--- Start EXTRACTED TEXT ---

Archive/File: orgs/american/idaho idaho.042094
Last-Modified: 1994/04/22

Article: 62143 of soc.culture.jewish
From: Dan Yurman 
Newsgroups: soc.culture.jewish
Date: 20 Apr 94 21:40 PDT
Subject: Re: White Supremacists in Idaho Falls
Message-ID: <1473600088@cdp>
References: <1473600086@cdp>
Sender: Notesfile to Usenet Gateway 
Lines: 108

From: Dan Yurman 

/* Written  9:39 pm  Apr 20, 1994 by dyurman@igc.apc.org in igc:gen.right */
/* ---------- "White Supremacists in Idaho Falls" ---------- */
City Commission Holds Hearing on Racist Leaflets
 
     Idaho Falls, Idaho - 4/20/94 - The Idaho Falls Cultural Awareness
and Human Relations Committee held a hearing this evening on racist
leaflets distributed in the city last week.  Commission Chairman and
former long-time city council member Wes Deist said the purpose of the
hearing was to gain community input for a response to the flyers.  The
flyers, titled, "A Challenge to White People," asked white people to
look out for white interests and listed a series of grievances against
minorities.
 
     Deist said the most significant concern the commission had was
whether there was any relationship between the anti-minority leaflets
and gang activity in the city.  He asked if there had been any graffiti
such as swastikas.  Idaho Falls Police Officer Mark Burnell told the
commission that these are two separate spheres of activity and that he
did not know of any link between them.  Burnell said that most problems
with juveniles and race related-incidents involve "disenfranchised
kids," but that they were not affiliated in Idaho Falls at this time
with any groups like White Aryan Resistance (WAR).  Burnell said there
had not been any reports of neo-Nazi graffiti in Idaho Falls.
 
     Due to the number of calls police received about the flyers, and
the violent history of WAR, Burnell said that police visited the home of
the people who had printed and distributed them to assess the situation.
Last Sunday the Idaho Falls Post Register identified the owners of a
post office box rented March 31st listed on the flyers as Jessie M.
Olson and his wife JoAnn Archibald Olson.
 
     Burnell said the Olsons are in their late 20s and have five or six
other supporters in the city.  One has a printing press which is how the
flyers were made.  He described the Olson's as "very active politically,
very firm in their beliefs," but he emphasized that no crime has been
committed.  He said the Olsons acknowledged being "loosely affiliated"
with the White Aryan Resistance.  Burnell said that Jessie Olson is a
native of Idaho Falls, but had left the city after graduating from high
school and worked in San Francisco for a period of time.  The other WAR
supporters now in Idaho Falls are all from the San Francisco area.
 
     The Olson's reportedly said their purpose in circulating the flyers
was to set up a recruiting drive.  Interestingly, the Olsons volunteered
to Idaho Falls police that they had themselves been subjected to hate
mail and showed Burnell several letters sent to the PO Box expressing
negative messages about their flyers.

--- End EXTRACTED TEXT ---
--- Start DATASET ENTRIES ---

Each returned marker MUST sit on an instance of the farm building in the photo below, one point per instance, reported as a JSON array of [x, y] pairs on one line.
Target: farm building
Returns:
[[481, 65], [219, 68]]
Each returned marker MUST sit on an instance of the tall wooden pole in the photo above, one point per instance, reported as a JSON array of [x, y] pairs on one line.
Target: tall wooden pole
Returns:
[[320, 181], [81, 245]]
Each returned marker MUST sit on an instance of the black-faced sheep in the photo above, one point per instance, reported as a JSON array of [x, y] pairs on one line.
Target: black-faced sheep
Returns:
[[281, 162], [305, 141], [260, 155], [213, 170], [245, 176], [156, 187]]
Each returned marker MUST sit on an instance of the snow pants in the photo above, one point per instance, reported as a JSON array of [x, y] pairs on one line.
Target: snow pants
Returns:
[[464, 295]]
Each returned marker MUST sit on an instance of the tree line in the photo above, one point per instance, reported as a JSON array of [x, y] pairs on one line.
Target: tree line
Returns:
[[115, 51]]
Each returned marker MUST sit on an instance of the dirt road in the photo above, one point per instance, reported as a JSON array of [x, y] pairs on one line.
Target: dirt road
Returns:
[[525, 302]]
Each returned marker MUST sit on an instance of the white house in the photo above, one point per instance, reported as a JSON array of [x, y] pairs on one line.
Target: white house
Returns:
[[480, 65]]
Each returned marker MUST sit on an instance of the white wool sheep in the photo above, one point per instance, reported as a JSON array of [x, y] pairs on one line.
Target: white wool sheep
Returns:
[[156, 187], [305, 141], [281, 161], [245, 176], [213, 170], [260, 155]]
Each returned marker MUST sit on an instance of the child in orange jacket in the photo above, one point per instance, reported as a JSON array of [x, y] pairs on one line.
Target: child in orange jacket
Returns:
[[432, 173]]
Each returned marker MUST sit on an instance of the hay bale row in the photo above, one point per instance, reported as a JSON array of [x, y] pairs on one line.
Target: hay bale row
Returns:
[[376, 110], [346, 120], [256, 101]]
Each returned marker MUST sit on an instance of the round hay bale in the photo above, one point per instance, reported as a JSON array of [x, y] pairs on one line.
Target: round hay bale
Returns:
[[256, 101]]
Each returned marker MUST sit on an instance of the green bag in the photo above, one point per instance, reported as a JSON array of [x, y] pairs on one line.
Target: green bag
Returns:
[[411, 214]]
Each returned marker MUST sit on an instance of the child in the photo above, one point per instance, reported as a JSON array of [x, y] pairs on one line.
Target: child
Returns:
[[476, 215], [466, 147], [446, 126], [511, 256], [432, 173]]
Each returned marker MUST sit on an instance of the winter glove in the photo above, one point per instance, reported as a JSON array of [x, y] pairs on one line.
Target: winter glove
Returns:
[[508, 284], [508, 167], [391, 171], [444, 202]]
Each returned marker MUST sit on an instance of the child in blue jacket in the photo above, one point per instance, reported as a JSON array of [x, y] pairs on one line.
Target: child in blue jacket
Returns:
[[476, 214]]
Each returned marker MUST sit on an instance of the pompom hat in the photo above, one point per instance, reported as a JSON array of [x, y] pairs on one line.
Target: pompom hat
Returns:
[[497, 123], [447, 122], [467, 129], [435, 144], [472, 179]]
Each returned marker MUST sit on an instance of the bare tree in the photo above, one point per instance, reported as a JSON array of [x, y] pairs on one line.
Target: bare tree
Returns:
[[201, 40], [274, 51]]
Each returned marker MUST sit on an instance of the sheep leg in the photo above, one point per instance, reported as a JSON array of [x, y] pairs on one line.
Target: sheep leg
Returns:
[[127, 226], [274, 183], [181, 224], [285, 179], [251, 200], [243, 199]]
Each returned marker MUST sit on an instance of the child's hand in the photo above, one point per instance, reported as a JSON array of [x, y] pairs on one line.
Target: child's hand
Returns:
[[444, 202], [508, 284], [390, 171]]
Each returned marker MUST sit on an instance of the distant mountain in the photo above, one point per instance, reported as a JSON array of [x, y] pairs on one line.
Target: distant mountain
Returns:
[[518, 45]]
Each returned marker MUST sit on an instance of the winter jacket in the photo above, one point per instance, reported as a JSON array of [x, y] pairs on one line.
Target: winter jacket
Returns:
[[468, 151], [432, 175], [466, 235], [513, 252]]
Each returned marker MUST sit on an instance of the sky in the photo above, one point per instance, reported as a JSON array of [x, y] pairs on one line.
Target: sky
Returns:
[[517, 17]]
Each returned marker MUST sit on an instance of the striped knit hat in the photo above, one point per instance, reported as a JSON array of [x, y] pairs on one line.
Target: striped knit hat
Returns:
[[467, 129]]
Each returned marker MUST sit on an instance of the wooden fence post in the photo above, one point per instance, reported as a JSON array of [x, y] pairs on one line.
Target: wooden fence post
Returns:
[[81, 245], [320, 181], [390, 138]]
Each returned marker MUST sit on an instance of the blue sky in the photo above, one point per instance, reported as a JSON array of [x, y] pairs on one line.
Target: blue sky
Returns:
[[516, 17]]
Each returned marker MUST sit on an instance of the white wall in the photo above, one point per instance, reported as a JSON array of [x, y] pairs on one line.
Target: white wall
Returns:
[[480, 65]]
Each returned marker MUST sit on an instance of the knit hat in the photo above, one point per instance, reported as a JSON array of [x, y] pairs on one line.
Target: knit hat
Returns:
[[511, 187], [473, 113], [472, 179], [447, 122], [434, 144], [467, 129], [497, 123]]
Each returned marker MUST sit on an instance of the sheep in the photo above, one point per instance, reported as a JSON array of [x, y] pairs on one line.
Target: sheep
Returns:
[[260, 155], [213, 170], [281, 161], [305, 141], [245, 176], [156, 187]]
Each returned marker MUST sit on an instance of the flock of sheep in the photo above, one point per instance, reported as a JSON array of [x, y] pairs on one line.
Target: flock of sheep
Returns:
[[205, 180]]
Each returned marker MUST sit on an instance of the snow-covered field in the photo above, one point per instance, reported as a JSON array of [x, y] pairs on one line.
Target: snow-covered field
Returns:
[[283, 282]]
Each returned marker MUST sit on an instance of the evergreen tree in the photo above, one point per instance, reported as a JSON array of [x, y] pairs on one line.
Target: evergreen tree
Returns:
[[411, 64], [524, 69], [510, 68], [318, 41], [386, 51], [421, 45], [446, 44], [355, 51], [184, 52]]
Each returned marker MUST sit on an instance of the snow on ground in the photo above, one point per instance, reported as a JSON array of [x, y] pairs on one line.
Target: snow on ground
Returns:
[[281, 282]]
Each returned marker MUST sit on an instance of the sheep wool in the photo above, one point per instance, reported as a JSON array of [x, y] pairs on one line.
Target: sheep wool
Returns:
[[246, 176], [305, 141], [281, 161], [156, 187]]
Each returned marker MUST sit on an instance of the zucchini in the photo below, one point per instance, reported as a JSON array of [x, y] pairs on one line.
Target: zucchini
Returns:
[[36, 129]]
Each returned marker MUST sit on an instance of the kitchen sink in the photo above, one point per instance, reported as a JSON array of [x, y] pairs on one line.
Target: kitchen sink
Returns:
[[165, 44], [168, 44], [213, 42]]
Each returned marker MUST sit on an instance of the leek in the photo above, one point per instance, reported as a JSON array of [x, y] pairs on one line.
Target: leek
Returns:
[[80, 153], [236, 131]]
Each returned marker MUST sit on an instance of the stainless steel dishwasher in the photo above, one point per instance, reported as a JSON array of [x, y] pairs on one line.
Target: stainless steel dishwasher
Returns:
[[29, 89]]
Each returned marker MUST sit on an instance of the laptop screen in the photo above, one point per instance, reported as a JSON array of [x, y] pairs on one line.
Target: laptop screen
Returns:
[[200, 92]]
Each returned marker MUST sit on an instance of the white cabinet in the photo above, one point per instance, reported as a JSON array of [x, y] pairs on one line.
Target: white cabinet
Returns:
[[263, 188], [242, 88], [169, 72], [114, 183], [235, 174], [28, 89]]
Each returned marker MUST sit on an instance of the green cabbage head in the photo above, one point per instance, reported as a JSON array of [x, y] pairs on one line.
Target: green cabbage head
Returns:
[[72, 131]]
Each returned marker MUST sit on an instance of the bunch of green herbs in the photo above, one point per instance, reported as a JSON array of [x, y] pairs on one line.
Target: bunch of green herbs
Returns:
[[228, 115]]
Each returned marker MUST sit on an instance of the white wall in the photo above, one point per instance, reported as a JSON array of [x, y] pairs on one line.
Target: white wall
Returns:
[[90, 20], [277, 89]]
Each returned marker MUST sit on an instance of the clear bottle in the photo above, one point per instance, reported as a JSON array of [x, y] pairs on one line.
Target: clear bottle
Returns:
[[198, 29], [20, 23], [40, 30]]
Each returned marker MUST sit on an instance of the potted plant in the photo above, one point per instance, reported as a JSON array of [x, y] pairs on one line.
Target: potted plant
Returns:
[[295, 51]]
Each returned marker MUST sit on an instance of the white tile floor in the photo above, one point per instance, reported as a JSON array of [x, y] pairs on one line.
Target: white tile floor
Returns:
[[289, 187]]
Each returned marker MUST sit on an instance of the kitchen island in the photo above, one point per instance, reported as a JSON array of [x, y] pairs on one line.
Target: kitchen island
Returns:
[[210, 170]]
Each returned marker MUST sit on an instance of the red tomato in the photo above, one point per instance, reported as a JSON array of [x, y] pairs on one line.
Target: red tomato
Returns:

--- End DATASET ENTRIES ---

» **TASKS AND EXERCISES**:
(a) Summarize the report on racist leaflets in Idaho Falls in two sentences.
(b) In the report on racist leaflets in Idaho Falls, what purpose did the Olsons reportedly give for circulating the flyers?

» **RESULTS OF THE EXERCISE**:
(a) The Idaho Falls Cultural Awareness and Human Relations Committee held a hearing to gather community input on a response to racist flyers titled "A Challenge to White People" that had been distributed in the city. Police Officer Mark Burnell told the commission he knew of no link between the flyers and gang activity, said the Olsons, who were identified as the owners of the post office box listed on the flyers, had acknowledged being "loosely affiliated" with the White Aryan Resistance, and emphasized that no crime had been committed.

(b) To set up a recruiting drive.